* SOURCE DATA:

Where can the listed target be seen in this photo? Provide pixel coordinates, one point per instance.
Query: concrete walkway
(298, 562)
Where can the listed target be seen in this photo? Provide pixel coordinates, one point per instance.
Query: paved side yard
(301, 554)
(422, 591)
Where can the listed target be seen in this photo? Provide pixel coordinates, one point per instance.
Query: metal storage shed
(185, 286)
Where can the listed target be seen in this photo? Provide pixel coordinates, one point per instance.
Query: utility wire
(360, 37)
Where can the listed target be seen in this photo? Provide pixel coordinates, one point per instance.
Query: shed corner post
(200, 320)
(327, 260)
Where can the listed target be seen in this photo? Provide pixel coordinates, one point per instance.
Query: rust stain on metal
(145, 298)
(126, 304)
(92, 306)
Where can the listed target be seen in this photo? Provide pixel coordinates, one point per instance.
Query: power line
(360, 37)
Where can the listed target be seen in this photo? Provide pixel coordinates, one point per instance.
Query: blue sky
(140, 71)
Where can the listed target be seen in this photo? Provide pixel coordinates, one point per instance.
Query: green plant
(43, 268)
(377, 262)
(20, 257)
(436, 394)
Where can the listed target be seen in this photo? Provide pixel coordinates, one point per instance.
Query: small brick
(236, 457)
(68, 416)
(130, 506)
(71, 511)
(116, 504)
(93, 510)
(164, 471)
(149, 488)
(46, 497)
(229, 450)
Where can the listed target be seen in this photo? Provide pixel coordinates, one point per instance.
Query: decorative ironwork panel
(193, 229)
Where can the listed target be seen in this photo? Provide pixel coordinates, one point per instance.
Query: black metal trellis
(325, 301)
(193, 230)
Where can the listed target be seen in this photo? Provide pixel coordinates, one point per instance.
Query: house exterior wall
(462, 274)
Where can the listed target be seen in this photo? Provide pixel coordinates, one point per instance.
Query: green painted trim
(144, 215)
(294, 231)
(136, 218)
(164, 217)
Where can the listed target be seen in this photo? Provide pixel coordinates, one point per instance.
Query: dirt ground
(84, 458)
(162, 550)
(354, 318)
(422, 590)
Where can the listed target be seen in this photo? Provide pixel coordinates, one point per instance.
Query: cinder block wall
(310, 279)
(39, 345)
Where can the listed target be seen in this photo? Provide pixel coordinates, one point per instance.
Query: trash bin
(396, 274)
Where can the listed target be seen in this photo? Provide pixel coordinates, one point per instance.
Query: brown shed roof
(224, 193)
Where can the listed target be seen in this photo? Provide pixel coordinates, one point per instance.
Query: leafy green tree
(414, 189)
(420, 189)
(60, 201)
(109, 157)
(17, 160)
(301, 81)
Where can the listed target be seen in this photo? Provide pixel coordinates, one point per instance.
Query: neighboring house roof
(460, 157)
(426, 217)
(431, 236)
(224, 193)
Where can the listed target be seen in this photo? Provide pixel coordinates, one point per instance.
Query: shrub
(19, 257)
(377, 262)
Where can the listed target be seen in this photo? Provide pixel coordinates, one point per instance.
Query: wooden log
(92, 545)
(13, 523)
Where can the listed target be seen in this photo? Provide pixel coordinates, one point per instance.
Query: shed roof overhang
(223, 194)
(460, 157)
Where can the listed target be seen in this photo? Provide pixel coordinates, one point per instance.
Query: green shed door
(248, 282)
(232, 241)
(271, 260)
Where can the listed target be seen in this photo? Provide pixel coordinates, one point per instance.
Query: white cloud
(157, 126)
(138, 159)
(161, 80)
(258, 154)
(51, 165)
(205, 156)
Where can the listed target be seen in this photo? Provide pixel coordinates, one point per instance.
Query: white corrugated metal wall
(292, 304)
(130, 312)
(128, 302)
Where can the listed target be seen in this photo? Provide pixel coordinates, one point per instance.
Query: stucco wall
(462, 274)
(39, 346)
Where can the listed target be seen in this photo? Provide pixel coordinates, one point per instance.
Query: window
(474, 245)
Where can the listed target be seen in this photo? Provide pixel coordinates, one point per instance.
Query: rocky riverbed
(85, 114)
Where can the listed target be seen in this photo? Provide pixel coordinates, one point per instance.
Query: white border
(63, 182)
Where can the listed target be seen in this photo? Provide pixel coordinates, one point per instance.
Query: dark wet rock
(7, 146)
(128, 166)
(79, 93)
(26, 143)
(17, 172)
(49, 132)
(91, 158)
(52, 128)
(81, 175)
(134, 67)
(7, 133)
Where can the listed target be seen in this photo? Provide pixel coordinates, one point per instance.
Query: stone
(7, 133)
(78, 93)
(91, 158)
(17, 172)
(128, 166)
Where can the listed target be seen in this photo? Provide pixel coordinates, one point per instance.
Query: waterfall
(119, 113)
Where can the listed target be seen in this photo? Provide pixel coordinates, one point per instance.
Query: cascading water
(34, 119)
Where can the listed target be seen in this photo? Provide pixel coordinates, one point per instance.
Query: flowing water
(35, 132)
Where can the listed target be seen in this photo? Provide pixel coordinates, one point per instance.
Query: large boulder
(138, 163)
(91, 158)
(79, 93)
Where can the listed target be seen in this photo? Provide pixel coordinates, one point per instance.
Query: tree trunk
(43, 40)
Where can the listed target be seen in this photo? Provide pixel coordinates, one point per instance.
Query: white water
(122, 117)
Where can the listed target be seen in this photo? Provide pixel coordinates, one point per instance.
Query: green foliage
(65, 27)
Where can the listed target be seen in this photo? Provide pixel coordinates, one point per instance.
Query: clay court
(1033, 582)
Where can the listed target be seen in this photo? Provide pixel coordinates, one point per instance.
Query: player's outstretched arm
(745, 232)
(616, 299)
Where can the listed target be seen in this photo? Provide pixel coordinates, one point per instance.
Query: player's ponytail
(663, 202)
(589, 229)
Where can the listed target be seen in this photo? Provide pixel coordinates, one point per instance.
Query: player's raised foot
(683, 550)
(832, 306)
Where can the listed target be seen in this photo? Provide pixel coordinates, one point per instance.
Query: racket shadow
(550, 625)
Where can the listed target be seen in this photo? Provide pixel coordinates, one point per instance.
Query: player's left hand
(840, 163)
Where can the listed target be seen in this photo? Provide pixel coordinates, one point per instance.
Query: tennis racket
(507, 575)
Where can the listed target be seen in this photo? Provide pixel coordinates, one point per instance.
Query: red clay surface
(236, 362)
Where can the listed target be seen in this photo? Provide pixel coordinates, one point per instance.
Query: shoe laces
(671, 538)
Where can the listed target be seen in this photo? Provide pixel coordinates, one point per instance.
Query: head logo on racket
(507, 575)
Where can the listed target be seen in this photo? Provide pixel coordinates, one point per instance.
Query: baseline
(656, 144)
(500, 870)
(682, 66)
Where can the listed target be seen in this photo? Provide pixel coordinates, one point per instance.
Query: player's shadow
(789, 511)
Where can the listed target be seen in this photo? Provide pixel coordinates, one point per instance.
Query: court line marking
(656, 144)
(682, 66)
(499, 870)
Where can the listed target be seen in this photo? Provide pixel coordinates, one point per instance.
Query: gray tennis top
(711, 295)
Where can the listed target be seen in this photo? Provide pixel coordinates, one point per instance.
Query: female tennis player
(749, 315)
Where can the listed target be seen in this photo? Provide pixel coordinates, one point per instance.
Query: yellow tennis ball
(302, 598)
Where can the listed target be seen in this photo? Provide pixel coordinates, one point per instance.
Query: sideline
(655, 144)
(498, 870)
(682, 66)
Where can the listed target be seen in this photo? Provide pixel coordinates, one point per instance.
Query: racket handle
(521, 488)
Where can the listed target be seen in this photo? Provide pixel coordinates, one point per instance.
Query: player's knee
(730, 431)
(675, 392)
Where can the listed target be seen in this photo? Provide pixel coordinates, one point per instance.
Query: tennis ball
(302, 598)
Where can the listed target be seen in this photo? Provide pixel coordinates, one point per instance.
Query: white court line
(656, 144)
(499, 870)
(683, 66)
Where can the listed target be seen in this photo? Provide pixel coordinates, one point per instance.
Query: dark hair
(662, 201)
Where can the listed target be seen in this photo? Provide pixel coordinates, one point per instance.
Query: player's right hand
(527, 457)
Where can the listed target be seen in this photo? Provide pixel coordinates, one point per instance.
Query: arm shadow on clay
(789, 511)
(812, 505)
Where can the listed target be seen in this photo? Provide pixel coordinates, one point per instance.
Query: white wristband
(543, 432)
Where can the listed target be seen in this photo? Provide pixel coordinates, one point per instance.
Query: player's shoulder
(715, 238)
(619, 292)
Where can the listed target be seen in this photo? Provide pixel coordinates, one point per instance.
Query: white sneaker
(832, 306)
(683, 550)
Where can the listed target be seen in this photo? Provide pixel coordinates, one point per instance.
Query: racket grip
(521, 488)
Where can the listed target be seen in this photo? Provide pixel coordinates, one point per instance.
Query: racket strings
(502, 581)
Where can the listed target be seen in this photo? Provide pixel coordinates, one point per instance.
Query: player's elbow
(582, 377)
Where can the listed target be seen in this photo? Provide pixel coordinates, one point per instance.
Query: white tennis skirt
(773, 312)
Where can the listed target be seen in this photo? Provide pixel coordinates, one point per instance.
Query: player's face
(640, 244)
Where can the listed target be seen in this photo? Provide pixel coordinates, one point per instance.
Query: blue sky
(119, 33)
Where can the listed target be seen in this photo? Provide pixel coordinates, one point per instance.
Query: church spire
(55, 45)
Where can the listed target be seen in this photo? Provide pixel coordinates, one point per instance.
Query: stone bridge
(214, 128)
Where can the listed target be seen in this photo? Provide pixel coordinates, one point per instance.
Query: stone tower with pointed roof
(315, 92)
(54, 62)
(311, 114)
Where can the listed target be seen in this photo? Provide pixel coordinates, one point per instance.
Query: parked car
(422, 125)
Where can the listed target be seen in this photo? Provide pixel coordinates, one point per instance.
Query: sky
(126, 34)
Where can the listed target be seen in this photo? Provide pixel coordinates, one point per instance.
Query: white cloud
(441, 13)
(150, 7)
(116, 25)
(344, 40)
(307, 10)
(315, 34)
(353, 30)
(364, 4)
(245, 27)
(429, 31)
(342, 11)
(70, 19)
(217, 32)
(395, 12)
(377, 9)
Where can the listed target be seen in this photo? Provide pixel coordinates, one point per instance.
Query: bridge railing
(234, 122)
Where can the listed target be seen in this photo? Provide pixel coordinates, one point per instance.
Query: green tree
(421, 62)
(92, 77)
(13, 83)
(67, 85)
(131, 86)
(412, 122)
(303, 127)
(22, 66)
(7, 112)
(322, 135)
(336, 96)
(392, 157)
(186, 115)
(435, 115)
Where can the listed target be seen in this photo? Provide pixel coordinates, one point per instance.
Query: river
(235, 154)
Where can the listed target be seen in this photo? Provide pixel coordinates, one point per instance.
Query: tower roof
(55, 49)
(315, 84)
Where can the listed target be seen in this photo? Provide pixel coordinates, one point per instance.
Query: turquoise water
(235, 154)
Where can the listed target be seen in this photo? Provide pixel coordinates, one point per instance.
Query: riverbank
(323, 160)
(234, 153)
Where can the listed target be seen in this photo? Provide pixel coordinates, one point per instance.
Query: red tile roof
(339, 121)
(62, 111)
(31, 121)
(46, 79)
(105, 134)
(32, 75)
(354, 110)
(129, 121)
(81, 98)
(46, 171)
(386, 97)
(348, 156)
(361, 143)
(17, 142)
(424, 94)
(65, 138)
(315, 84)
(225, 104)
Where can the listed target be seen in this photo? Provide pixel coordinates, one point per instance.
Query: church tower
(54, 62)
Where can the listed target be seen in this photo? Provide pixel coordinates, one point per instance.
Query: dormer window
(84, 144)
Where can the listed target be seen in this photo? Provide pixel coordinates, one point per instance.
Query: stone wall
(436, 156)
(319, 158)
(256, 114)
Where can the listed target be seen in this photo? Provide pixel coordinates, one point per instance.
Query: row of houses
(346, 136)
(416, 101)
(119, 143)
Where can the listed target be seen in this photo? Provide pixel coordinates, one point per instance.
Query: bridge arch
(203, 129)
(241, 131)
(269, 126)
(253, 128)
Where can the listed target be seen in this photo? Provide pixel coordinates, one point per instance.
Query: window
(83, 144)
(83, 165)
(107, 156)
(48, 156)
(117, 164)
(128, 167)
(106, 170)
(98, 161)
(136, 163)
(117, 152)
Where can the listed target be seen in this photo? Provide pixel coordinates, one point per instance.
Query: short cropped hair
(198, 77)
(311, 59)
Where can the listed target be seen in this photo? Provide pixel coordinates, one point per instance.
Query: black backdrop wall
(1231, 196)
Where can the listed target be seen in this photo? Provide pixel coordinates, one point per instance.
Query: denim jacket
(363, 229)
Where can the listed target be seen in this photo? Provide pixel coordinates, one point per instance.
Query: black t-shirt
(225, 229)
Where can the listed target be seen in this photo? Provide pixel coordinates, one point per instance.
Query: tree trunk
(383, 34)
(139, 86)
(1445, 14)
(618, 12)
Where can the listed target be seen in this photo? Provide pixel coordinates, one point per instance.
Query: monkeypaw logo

* PROBLEM TO SOLVE: Pull out every row above that contains the word "green" and copy each one in full.

* OUTPUT BELOW:
Query: green plant
Query: green painted trim
Query: leafy green tree
Query: green shed door
Query: green foliage
Query: green tree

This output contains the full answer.